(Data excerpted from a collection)
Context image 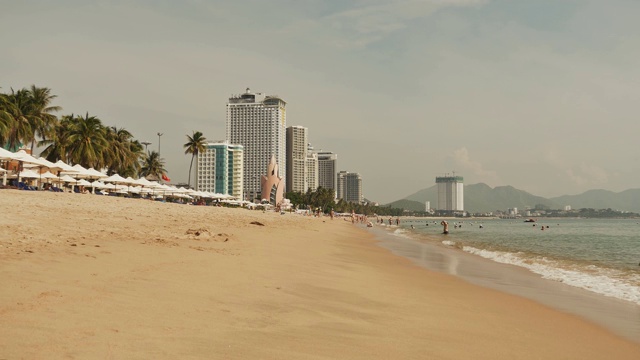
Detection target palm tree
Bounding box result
[27,85,62,153]
[0,94,13,146]
[140,151,167,180]
[104,126,143,176]
[184,131,207,187]
[0,89,33,150]
[38,114,75,162]
[67,113,108,169]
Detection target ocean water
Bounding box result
[387,218,640,305]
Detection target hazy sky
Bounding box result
[0,0,640,203]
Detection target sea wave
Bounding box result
[462,246,640,305]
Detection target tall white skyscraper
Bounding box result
[196,142,244,198]
[318,151,338,195]
[227,88,287,200]
[305,144,318,192]
[286,126,309,193]
[337,171,364,204]
[436,175,464,212]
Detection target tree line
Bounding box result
[285,187,404,216]
[0,85,206,185]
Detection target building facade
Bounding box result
[318,151,338,192]
[260,156,284,206]
[286,126,309,193]
[196,142,244,199]
[305,145,318,192]
[336,171,364,204]
[227,88,287,200]
[436,176,464,212]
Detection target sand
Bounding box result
[0,190,640,359]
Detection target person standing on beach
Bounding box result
[440,220,449,235]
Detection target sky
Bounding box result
[0,0,640,203]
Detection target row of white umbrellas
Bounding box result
[0,147,233,200]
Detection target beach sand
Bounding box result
[0,190,640,359]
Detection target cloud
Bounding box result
[451,147,499,184]
[318,0,487,48]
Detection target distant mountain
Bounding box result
[550,189,640,213]
[388,183,640,213]
[384,199,426,211]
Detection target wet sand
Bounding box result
[364,227,640,343]
[0,190,640,359]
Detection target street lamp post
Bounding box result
[158,133,164,156]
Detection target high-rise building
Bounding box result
[337,171,363,204]
[227,88,287,200]
[318,151,338,191]
[286,126,309,193]
[305,144,318,192]
[260,156,284,206]
[436,175,464,212]
[196,142,244,199]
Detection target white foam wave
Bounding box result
[462,246,640,305]
[393,228,411,239]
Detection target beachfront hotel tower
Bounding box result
[227,88,287,200]
[286,126,309,193]
[318,151,338,197]
[436,175,464,213]
[337,171,364,204]
[196,141,244,199]
[305,144,318,192]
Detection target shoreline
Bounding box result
[367,227,640,344]
[0,190,640,360]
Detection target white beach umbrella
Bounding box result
[19,169,40,179]
[62,164,92,179]
[40,171,58,179]
[0,147,18,160]
[54,160,77,173]
[100,174,127,184]
[87,168,107,179]
[57,175,78,183]
[76,179,91,186]
[14,150,45,166]
[90,180,108,189]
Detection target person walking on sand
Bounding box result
[440,220,449,235]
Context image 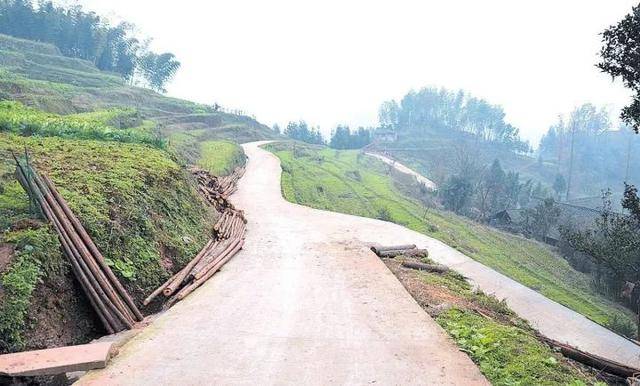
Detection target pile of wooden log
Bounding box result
[371,244,429,258]
[144,168,247,308]
[538,335,640,378]
[191,167,244,211]
[13,154,143,333]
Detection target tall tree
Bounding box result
[598,5,640,133]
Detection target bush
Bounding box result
[376,206,391,221]
[0,101,166,148]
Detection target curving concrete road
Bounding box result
[365,152,438,190]
[80,143,640,385]
[79,143,488,385]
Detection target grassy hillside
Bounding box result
[373,130,557,186]
[0,130,214,351]
[197,141,246,176]
[0,35,262,352]
[0,35,276,155]
[268,144,633,338]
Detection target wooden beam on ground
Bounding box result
[371,244,416,256]
[0,342,117,377]
[402,261,449,273]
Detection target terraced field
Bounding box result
[268,144,633,334]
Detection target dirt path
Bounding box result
[80,143,488,385]
[365,152,437,190]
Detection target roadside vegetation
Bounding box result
[383,257,598,386]
[267,143,633,336]
[0,134,214,351]
[0,101,165,148]
[198,141,246,176]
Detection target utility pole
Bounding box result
[566,120,576,201]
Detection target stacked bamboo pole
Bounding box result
[191,167,244,211]
[144,168,247,308]
[13,155,143,333]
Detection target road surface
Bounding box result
[365,152,438,190]
[79,143,488,385]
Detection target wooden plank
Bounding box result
[0,342,117,377]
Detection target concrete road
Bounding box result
[365,152,438,190]
[79,143,488,385]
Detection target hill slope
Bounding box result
[0,35,268,352]
[0,35,277,154]
[269,144,633,338]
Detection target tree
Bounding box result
[561,184,640,336]
[476,159,506,219]
[597,5,640,133]
[284,121,324,145]
[378,88,530,152]
[0,0,180,91]
[553,174,567,199]
[139,52,180,92]
[440,176,473,213]
[522,198,560,240]
[329,125,371,149]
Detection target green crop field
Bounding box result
[198,141,245,176]
[267,144,633,338]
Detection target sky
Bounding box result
[75,0,637,145]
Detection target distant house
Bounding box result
[489,198,601,245]
[373,129,398,142]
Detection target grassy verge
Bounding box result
[0,101,165,148]
[0,133,213,350]
[384,258,597,385]
[268,144,633,338]
[197,141,245,176]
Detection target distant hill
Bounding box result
[0,35,277,154]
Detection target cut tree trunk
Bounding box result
[402,261,449,273]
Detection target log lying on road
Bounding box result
[378,249,429,257]
[144,168,247,308]
[541,336,640,378]
[0,342,117,376]
[402,261,449,273]
[371,244,416,256]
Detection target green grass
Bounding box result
[436,308,594,386]
[198,141,245,176]
[267,144,633,336]
[0,133,213,349]
[0,226,65,352]
[0,101,165,148]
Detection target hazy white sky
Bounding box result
[79,0,637,144]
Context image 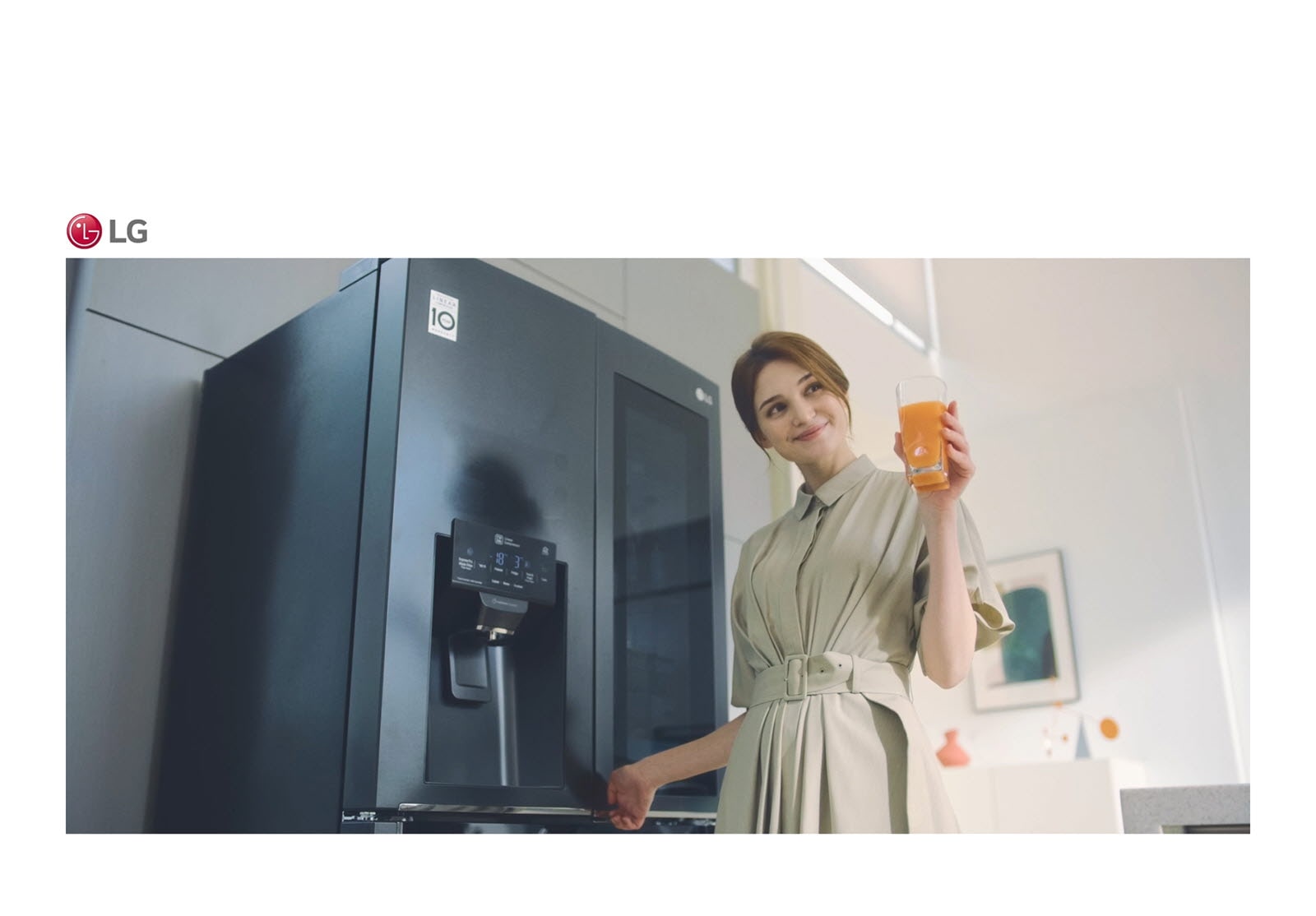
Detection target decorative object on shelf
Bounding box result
[937,729,969,766]
[1042,701,1120,761]
[970,550,1077,712]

__The exercise__. Could you render all of the data above as a JSON list of strings, one string per line, with blank lines and the pictures left out?

__Expected output__.
[
  "Context image ",
  "Detection target palm tree",
  "Bounding box result",
  "[27,85,62,153]",
  "[0,94,13,146]",
  "[140,151,167,180]",
  "[104,126,143,176]",
  "[184,131,207,187]",
  "[0,89,33,150]",
  "[38,114,75,162]",
  "[67,113,108,169]",
  "Detection target ocean water",
  "Bounding box result",
  "[387,218,640,305]",
  "Detection target hazy sky",
  "Bounding box result",
  "[0,0,640,203]",
  "Detection target sea wave",
  "Bounding box result",
  "[462,246,640,305]",
  "Detection target tall white skyscraper",
  "Bounding box result",
  "[196,142,244,198]",
  "[318,151,338,195]",
  "[227,88,287,200]",
  "[305,144,318,192]",
  "[286,126,309,193]",
  "[337,171,364,204]",
  "[436,175,464,212]",
  "Detection target tree line",
  "Bounding box result",
  "[285,187,404,216]",
  "[0,85,206,185]",
  "Detection target building facade",
  "Bounding box result",
  "[318,151,338,192]",
  "[260,156,284,206]",
  "[286,126,309,193]",
  "[196,142,244,199]",
  "[305,145,318,192]",
  "[336,171,364,204]",
  "[227,88,287,200]",
  "[436,176,464,212]",
  "Detection target sand",
  "Bounding box result",
  "[0,190,640,359]",
  "Detection target person standing on beach",
  "Bounding box result",
  "[440,220,449,235]",
  "Detection target sky",
  "Bounding box result",
  "[0,0,640,203]",
  "Detection target row of white umbrellas",
  "Bounding box result",
  "[0,147,233,200]",
  "Detection target beach sand",
  "Bounding box result",
  "[0,190,640,359]",
  "Detection target cloud",
  "Bounding box result",
  "[451,147,499,184]",
  "[318,0,487,48]",
  "Detection target distant mountain",
  "Bounding box result",
  "[550,189,640,213]",
  "[388,183,640,213]",
  "[384,199,426,211]",
  "Detection target wet sand",
  "Bounding box result",
  "[364,227,640,343]",
  "[0,190,640,359]",
  "Detection target street lamp post",
  "Bounding box result",
  "[158,133,164,156]",
  "Detection target high-rise building",
  "Bounding box result",
  "[337,171,363,204]",
  "[227,88,287,200]",
  "[318,151,338,191]",
  "[286,126,309,193]",
  "[305,144,318,192]",
  "[260,156,284,206]",
  "[436,175,464,212]",
  "[196,142,244,199]",
  "Detection target white foam wave",
  "Bounding box result",
  "[462,246,640,305]",
  "[393,228,411,239]",
  "Detection target beachfront hotel tower",
  "Bounding box result",
  "[227,88,287,200]",
  "[286,126,309,193]",
  "[318,151,338,197]",
  "[436,175,464,213]",
  "[337,171,364,204]",
  "[196,141,244,199]",
  "[305,144,318,192]",
  "Detection target shoreline",
  "Bounding box result",
  "[367,227,640,344]",
  "[0,190,640,360]",
  "Detection target white beach umbrella",
  "Bounding box result",
  "[19,169,40,179]",
  "[62,164,92,179]",
  "[40,171,58,179]",
  "[0,147,18,160]",
  "[54,160,77,173]",
  "[100,174,127,184]",
  "[87,168,107,179]",
  "[57,175,78,183]",
  "[76,179,91,186]",
  "[14,150,45,166]",
  "[90,180,108,189]",
  "Detection target person walking on sand",
  "Bounding box result",
  "[440,220,449,235]",
  "Context image ",
  "Detection target pile of wooden log",
  "Bounding box result",
  "[371,244,429,258]",
  "[144,168,247,308]",
  "[538,335,640,378]",
  "[191,167,244,211]",
  "[13,154,143,333]",
  "Detection target tall tree",
  "Bounding box result",
  "[598,5,640,133]",
  "Detection target bush",
  "Bounding box result",
  "[376,206,391,221]",
  "[0,101,166,148]",
  "Detection target curving concrete road",
  "Bounding box result",
  "[365,152,438,190]",
  "[80,143,640,385]",
  "[79,143,488,385]",
  "Detection target grassy hillside",
  "Bounding box result",
  "[373,130,557,186]",
  "[0,130,214,351]",
  "[197,141,246,176]",
  "[0,35,262,352]",
  "[0,35,276,155]",
  "[268,144,633,338]",
  "Detection target wooden beam on ground",
  "Bounding box result",
  "[371,244,416,256]",
  "[0,342,117,377]",
  "[402,261,449,273]",
  "Detection target terraced field",
  "Bounding box result",
  "[268,144,633,334]",
  "Detection target dirt path",
  "Bounding box result",
  "[80,143,488,385]",
  "[365,152,437,190]",
  "Detection target roadside vegetation",
  "Bounding box result",
  "[383,257,598,386]",
  "[267,143,633,336]",
  "[0,134,214,351]",
  "[0,101,165,148]",
  "[198,141,246,176]",
  "Detection target utility pole",
  "Bounding box result",
  "[566,120,576,201]",
  "Detection target stacked bamboo pole",
  "Bounding box result",
  "[191,167,244,211]",
  "[144,168,247,308]",
  "[13,155,143,333]",
  "Detection target road surface",
  "Bounding box result",
  "[365,152,438,190]",
  "[79,143,488,385]",
  "Detection target wooden plank",
  "Bounding box result",
  "[0,342,117,377]",
  "Detection target concrete road",
  "Bounding box result",
  "[365,152,438,190]",
  "[79,143,488,385]",
  "Detection target hill slope",
  "Bounding box result",
  "[0,35,268,352]",
  "[0,35,277,154]",
  "[269,144,633,338]",
  "Detection target tree",
  "Bounding box result",
  "[561,184,640,336]",
  "[476,159,506,219]",
  "[597,5,640,133]",
  "[284,121,324,145]",
  "[378,88,530,152]",
  "[0,0,180,91]",
  "[553,174,567,199]",
  "[139,52,180,92]",
  "[440,176,473,213]",
  "[522,198,560,240]",
  "[329,125,371,149]",
  "Detection target green crop field",
  "Bounding box result",
  "[198,141,245,176]",
  "[267,144,633,338]",
  "Detection target sky",
  "Bounding box result",
  "[75,0,637,145]",
  "Detection target distant house",
  "Bounding box result",
  "[489,198,601,245]",
  "[373,129,398,142]",
  "Detection target grassy verge",
  "Bounding box result",
  "[0,101,165,148]",
  "[0,133,213,350]",
  "[384,258,597,385]",
  "[268,144,633,338]",
  "[197,141,245,176]",
  "Detection target distant hill",
  "Bounding box result",
  "[0,35,277,154]",
  "Detection target cut tree trunk",
  "Bounding box result",
  "[402,261,449,273]",
  "Detection target log lying on road",
  "Bounding box result",
  "[378,249,429,257]",
  "[144,168,247,308]",
  "[541,336,640,378]",
  "[0,342,117,376]",
  "[402,261,449,273]",
  "[371,244,416,256]",
  "Detection target green grass",
  "Bounding box result",
  "[436,308,594,386]",
  "[198,141,245,176]",
  "[267,144,633,336]",
  "[0,133,213,349]",
  "[0,226,65,352]",
  "[0,101,165,148]",
  "Detection target hazy white sky",
  "Bounding box result",
  "[79,0,637,144]",
  "Context image ",
  "Detection target decorative object on shelf",
  "Bounding box result",
  "[937,729,969,766]",
  "[1042,701,1120,761]",
  "[970,550,1077,712]"
]